◆ DATA TO EXAMINE:
──────────────────────────────

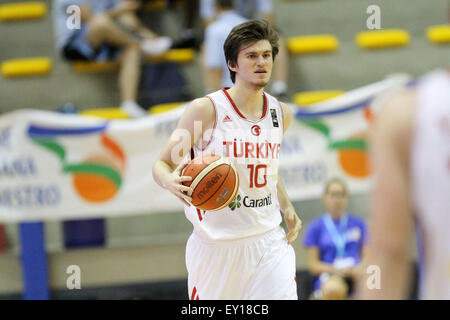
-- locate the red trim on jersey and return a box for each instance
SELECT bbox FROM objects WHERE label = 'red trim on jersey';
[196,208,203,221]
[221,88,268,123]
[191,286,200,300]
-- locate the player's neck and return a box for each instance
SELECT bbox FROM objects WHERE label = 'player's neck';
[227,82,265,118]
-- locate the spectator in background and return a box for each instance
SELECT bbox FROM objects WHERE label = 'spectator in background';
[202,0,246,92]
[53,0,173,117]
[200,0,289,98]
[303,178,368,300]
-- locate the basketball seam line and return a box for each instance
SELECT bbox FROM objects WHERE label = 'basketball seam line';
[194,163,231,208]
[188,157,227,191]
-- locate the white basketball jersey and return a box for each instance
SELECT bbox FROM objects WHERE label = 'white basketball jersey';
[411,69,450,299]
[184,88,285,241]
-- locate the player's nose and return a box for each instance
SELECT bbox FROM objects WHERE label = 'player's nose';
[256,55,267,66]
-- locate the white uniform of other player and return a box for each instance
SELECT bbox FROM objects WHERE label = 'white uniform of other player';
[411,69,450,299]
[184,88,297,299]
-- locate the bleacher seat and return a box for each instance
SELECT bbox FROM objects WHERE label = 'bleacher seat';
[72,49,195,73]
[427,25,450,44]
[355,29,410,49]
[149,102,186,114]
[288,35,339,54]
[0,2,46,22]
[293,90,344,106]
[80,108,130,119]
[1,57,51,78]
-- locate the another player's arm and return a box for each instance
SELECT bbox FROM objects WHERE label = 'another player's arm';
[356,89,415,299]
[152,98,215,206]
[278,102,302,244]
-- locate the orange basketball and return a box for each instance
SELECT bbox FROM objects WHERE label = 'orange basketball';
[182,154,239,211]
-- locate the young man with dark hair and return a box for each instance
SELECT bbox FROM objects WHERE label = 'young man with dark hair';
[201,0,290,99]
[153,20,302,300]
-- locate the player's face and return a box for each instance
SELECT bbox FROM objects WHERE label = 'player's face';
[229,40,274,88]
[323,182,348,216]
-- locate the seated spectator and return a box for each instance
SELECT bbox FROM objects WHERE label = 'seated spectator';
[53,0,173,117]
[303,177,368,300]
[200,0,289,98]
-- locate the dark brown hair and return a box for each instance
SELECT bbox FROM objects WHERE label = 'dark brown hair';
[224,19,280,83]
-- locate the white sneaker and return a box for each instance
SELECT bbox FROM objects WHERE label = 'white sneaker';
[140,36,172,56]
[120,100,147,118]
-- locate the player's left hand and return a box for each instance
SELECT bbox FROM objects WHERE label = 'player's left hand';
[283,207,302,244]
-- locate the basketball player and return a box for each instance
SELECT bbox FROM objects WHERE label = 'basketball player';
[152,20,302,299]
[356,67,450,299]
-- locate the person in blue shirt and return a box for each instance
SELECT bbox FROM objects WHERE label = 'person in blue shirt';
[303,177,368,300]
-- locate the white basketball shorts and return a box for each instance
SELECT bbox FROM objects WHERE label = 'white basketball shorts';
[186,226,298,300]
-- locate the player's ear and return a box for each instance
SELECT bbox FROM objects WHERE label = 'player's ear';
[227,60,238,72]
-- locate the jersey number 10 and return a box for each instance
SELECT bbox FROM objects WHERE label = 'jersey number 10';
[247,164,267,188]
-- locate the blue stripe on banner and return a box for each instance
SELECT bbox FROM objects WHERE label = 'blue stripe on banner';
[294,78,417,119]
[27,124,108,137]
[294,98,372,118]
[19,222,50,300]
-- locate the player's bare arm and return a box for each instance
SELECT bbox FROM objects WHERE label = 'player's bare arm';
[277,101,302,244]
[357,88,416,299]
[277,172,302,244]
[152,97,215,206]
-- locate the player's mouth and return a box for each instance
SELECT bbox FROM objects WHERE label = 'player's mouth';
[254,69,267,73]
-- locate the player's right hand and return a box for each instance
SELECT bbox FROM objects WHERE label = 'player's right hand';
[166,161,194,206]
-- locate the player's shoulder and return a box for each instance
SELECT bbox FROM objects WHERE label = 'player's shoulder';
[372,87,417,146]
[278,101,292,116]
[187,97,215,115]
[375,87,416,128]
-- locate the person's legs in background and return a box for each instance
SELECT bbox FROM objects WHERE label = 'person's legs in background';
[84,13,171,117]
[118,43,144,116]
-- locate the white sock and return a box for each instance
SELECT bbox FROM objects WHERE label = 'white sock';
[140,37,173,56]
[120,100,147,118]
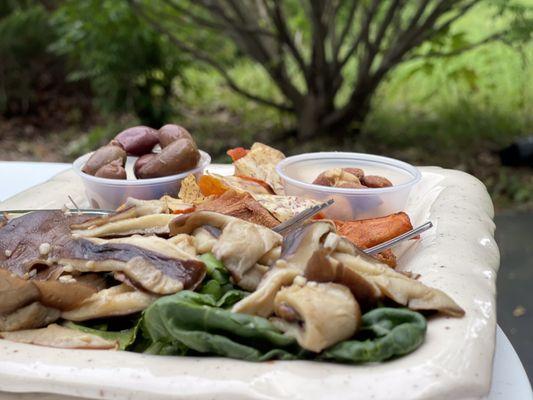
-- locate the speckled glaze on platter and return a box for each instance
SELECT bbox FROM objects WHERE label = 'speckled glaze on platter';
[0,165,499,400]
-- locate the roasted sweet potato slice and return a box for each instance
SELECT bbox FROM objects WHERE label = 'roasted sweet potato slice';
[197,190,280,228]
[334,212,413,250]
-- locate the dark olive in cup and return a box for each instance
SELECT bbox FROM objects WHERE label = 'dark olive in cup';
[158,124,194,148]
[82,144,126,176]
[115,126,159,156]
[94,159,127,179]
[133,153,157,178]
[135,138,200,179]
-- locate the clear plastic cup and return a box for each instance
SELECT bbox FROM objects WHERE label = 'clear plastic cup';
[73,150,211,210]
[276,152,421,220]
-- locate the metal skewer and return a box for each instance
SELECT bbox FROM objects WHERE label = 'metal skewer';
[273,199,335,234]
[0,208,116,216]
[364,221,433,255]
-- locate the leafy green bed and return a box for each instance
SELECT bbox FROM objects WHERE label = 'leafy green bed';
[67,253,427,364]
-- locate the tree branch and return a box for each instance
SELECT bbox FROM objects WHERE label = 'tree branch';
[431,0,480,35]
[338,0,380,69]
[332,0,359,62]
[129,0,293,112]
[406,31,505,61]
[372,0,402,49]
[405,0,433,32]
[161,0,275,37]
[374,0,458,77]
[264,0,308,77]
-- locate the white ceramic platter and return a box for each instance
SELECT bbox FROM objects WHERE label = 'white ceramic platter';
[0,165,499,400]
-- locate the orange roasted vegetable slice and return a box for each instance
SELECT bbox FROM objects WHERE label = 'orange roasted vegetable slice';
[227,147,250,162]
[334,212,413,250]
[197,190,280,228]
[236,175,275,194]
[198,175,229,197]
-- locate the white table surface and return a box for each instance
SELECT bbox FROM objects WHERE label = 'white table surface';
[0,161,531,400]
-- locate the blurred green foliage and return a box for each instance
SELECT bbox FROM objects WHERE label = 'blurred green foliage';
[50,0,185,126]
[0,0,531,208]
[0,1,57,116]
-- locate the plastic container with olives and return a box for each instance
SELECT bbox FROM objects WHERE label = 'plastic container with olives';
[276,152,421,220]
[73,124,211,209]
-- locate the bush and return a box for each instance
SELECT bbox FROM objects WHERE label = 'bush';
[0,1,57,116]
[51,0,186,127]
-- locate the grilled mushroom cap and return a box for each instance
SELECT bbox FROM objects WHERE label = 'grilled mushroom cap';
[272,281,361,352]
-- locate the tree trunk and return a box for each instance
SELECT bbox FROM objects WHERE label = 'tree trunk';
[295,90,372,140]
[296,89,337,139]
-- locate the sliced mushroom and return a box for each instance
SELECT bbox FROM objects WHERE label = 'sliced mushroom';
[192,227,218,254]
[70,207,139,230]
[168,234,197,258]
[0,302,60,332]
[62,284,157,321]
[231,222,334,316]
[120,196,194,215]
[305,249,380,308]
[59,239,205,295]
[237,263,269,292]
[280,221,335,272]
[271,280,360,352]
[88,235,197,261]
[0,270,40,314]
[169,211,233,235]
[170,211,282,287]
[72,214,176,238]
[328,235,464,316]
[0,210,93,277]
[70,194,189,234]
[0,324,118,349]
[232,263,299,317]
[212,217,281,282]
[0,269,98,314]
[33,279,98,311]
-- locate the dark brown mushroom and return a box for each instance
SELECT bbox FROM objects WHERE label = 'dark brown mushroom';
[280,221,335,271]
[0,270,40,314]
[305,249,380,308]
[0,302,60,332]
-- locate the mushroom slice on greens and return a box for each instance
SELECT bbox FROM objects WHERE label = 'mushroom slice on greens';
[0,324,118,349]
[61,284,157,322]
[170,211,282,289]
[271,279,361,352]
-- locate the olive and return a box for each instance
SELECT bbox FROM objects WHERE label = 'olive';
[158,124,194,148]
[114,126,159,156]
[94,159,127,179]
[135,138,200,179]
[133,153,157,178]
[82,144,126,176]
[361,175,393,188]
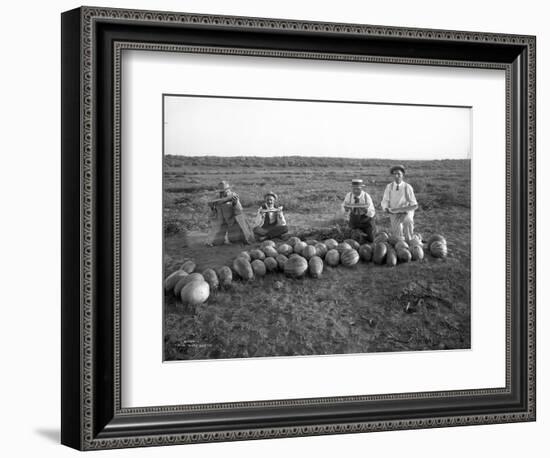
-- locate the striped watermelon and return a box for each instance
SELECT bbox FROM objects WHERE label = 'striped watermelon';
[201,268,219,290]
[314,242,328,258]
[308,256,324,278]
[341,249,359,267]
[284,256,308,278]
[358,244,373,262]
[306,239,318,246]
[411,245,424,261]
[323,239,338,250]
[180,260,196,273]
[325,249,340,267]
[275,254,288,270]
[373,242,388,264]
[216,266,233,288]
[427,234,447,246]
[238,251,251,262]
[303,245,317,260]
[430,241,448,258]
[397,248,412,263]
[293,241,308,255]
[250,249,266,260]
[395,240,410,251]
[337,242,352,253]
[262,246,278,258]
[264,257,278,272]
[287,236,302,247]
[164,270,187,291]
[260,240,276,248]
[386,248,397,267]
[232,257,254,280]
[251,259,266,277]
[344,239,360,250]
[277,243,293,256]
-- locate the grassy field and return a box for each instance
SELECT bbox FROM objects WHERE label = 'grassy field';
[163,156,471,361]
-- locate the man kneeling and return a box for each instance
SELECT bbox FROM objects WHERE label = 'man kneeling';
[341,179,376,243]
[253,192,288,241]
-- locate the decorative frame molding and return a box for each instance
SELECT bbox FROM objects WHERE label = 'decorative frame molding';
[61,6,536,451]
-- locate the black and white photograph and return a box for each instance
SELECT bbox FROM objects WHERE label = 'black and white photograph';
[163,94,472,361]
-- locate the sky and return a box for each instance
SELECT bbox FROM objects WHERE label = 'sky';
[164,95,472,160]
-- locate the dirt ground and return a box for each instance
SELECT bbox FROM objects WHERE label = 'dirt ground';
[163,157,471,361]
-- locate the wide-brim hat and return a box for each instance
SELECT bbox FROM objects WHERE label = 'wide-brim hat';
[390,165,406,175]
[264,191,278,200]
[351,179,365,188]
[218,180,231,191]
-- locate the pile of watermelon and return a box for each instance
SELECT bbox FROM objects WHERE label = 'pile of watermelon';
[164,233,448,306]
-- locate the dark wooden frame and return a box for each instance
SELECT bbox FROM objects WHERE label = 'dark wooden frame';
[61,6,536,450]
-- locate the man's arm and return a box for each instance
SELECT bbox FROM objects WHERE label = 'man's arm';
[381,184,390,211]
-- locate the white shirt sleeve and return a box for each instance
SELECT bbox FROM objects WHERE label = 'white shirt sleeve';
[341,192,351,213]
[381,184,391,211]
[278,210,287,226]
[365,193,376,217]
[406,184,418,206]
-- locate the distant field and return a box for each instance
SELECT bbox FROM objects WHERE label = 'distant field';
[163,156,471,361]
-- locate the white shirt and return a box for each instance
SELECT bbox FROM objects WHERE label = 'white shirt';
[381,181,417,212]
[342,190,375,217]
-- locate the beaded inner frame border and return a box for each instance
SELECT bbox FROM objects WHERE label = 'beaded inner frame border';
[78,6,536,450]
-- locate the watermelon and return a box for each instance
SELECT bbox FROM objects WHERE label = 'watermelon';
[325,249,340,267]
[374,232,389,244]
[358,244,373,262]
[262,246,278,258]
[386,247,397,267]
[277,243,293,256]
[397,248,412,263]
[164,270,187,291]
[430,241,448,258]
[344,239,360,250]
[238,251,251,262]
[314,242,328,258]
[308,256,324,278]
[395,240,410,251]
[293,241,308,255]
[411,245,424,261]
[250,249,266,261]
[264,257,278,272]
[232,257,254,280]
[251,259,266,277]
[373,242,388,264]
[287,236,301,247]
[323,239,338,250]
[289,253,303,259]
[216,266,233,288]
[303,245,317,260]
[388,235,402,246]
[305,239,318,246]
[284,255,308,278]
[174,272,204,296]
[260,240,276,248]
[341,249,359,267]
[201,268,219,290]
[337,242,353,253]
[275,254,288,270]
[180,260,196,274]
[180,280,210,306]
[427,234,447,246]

──────────────────────────────

◆ ABOUT THIS TASK: Of all the entries above, repeat only the lines from the line that has "SELECT bbox FROM objects WHERE label = 'white ceramic" to the line that has "-- locate the sliced", both lines included, exactly.

◆ REPLY TO THE TASK:
SELECT bbox FROM objects WHERE label = 'white ceramic platter';
[0,165,499,400]
-- locate the orange roasted vegetable slice and return a box for each instance
SELECT bbox FROM objects WHERE label = 'orange roasted vegetable slice';
[227,147,250,162]
[334,212,413,250]
[197,190,280,228]
[236,175,275,194]
[198,175,229,197]
-- locate the white table surface and return a box for each instance
SELECT bbox FROM objects WHERE label = 'white table surface';
[0,161,531,400]
-- locate the blurred green foliage and return a box for each instance
SELECT bbox FROM objects WHERE label = 'blurred green foliage';
[50,0,185,126]
[0,0,531,208]
[0,1,57,116]
-- locate the plastic container with olives and return a box for each instance
SELECT bbox FROM objects WHERE label = 'plastic container with olives';
[276,152,421,220]
[73,124,211,209]
-- locate the bush and return a box for each instance
SELECT bbox FROM objects WHERE label = 'bush';
[0,1,57,116]
[51,0,186,127]
-- locate the grilled mushroom cap and return a box for each instance
SELECT bbox FROM objects WHERE label = 'grilled mushroom cap';
[272,281,361,352]
-- locate the tree trunk and return a box for each instance
SELECT bbox FROM objects WHERE label = 'tree trunk';
[295,90,372,140]
[296,89,337,139]
-- locate the sliced mushroom and return a box for each instance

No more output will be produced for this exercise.